(EXERCISE AIM):
Can you repeat, character for character, the lines below from the line with "Note: for every instance of the white cloud" to the line with "[[186, 101]]", including both of those lines?

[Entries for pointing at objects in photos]
======

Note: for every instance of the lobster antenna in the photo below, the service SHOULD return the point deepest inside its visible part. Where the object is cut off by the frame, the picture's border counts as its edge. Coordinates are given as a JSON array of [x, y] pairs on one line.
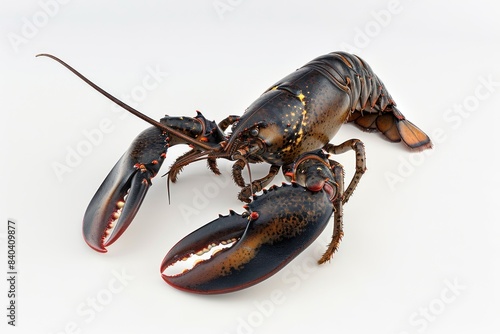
[[129, 108]]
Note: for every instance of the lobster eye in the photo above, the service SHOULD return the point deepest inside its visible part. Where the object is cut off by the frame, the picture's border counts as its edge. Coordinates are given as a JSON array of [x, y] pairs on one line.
[[254, 132]]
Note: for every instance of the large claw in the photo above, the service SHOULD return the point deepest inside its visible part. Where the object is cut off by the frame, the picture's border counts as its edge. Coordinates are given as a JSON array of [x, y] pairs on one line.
[[119, 197], [277, 227]]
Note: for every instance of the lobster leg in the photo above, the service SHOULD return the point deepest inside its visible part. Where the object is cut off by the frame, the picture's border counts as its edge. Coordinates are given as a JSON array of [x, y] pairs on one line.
[[258, 185], [338, 231]]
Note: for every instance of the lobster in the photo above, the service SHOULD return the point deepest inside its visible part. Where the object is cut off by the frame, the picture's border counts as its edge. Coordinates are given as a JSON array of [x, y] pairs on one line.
[[290, 127]]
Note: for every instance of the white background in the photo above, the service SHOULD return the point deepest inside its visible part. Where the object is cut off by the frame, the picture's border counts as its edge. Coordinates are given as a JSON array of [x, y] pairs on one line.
[[420, 254]]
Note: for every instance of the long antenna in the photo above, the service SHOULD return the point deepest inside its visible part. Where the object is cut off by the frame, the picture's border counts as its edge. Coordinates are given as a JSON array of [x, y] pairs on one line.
[[129, 108]]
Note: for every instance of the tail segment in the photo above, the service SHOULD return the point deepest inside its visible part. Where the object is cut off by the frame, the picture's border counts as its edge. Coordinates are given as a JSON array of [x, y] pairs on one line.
[[394, 126]]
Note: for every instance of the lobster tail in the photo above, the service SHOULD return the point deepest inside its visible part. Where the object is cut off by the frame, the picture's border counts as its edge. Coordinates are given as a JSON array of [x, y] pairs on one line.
[[394, 126]]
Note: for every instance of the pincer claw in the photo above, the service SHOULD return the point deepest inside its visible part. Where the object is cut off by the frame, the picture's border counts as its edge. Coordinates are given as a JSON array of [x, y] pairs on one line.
[[265, 240], [120, 196]]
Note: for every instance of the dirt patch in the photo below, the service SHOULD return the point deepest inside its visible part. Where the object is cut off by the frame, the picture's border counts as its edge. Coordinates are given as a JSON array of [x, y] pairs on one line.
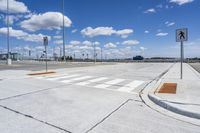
[[168, 88]]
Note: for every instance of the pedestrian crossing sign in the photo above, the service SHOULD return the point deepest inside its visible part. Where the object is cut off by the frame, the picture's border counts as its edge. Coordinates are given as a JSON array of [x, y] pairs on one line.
[[181, 35]]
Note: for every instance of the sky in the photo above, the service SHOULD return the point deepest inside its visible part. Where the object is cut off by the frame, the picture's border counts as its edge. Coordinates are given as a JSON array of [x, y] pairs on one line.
[[121, 28]]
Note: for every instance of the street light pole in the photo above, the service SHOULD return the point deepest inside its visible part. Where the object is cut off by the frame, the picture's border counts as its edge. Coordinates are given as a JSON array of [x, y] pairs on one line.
[[64, 58], [94, 52], [9, 61]]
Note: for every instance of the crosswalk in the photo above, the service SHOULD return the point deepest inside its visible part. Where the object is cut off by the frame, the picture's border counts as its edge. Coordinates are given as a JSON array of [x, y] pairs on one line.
[[100, 82]]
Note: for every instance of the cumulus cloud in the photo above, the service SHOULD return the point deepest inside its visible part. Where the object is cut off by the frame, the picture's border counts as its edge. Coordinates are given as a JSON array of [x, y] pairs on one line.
[[21, 35], [162, 34], [131, 42], [75, 42], [48, 20], [168, 24], [151, 10], [124, 33], [87, 43], [143, 48], [58, 42], [181, 2], [14, 6], [105, 31], [57, 37], [74, 30], [12, 19], [110, 45]]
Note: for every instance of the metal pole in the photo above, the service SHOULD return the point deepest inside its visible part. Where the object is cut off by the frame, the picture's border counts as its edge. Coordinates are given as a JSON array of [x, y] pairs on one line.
[[94, 52], [181, 59], [63, 33], [101, 56], [8, 35], [46, 56]]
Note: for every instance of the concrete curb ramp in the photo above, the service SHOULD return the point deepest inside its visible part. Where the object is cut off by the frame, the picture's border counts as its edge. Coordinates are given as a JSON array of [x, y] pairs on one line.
[[157, 100]]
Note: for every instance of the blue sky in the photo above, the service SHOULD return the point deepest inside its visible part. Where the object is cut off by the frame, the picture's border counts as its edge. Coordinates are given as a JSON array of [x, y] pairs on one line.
[[122, 28]]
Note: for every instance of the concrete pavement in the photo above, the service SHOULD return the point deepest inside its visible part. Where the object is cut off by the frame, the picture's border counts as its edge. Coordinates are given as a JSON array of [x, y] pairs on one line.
[[186, 100], [100, 99]]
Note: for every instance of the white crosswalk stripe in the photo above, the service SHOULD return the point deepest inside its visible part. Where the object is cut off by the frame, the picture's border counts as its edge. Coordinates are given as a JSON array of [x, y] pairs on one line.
[[131, 86], [97, 82], [109, 83], [92, 81], [98, 79], [76, 79]]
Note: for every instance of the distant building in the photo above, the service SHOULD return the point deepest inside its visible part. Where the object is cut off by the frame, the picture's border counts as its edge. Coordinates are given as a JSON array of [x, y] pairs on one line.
[[14, 56]]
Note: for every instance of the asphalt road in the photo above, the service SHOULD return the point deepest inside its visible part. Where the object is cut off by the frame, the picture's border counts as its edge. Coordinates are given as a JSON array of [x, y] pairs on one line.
[[92, 99]]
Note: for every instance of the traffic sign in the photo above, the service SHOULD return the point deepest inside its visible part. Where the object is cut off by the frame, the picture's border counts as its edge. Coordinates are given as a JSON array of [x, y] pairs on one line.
[[181, 35]]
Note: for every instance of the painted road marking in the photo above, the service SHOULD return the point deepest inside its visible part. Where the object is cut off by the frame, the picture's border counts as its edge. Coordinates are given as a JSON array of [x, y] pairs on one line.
[[76, 79], [63, 77], [131, 86], [98, 79], [91, 81], [109, 83]]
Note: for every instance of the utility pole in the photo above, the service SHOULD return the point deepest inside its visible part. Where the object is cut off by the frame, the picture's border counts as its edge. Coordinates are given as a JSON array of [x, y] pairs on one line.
[[101, 55], [94, 52], [9, 61], [63, 4], [182, 59]]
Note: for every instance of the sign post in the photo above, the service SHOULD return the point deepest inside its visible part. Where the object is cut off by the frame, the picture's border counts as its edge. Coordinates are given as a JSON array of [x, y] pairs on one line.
[[182, 36], [45, 40]]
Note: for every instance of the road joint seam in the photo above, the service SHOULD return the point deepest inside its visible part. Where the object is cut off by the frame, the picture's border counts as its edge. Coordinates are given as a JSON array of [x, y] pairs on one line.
[[33, 92], [31, 117], [101, 121]]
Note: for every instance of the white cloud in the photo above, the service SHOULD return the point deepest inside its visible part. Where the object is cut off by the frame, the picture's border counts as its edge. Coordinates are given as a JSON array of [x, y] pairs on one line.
[[96, 43], [57, 37], [131, 42], [168, 24], [110, 45], [162, 34], [124, 33], [105, 31], [14, 6], [143, 48], [181, 2], [87, 43], [74, 30], [12, 19], [21, 35], [75, 42], [48, 20], [58, 42], [151, 10]]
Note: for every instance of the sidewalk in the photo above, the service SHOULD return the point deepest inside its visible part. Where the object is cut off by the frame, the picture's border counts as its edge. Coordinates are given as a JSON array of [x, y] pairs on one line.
[[186, 101]]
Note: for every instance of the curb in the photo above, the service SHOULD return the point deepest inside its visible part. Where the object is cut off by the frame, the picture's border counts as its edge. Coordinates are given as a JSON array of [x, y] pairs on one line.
[[157, 100]]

======

(EXPECTED ANSWER):
Note: for every instance of the white cloud in the photo above, the service SHOULD return the point deepest inside its visible part. Where the object is cut off by the frame, the picture's border counts as its edge. Coordinates are given as a JSON array of [x, y] pairs on one line.
[[96, 43], [57, 37], [131, 42], [168, 24], [110, 45], [162, 34], [124, 33], [105, 31], [14, 6], [143, 48], [181, 2], [87, 43], [74, 30], [12, 19], [21, 35], [75, 42], [48, 20], [58, 42], [151, 10]]
Note: for every instance of the sidewalk in the photo above, the service SHOULD return the point deepest inside its visible part. Where the object is cut off by the frame, the picture's border counts as its edge. Coordinates are given as a JSON array of [x, y] pairs on one line.
[[186, 101]]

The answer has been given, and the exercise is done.